__Task statement__
Every record that follows must be set down word for word.

__Records for processing__
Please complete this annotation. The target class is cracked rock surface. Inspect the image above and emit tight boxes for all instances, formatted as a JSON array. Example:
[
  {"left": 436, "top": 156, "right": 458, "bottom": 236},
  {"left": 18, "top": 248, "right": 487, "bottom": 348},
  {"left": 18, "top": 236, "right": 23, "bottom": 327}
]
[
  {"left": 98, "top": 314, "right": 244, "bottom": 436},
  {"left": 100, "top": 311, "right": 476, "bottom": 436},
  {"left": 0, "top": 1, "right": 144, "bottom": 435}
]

__Expected answer__
Please complete this annotation. The target class is cracked rock surface. Inspect the image above and emit tight boxes for all instances, formatted as a JSON array. Example:
[
  {"left": 436, "top": 156, "right": 458, "bottom": 236},
  {"left": 18, "top": 248, "right": 487, "bottom": 348},
  {"left": 18, "top": 236, "right": 23, "bottom": 327}
]
[
  {"left": 98, "top": 314, "right": 244, "bottom": 436},
  {"left": 100, "top": 311, "right": 476, "bottom": 436},
  {"left": 0, "top": 1, "right": 144, "bottom": 435}
]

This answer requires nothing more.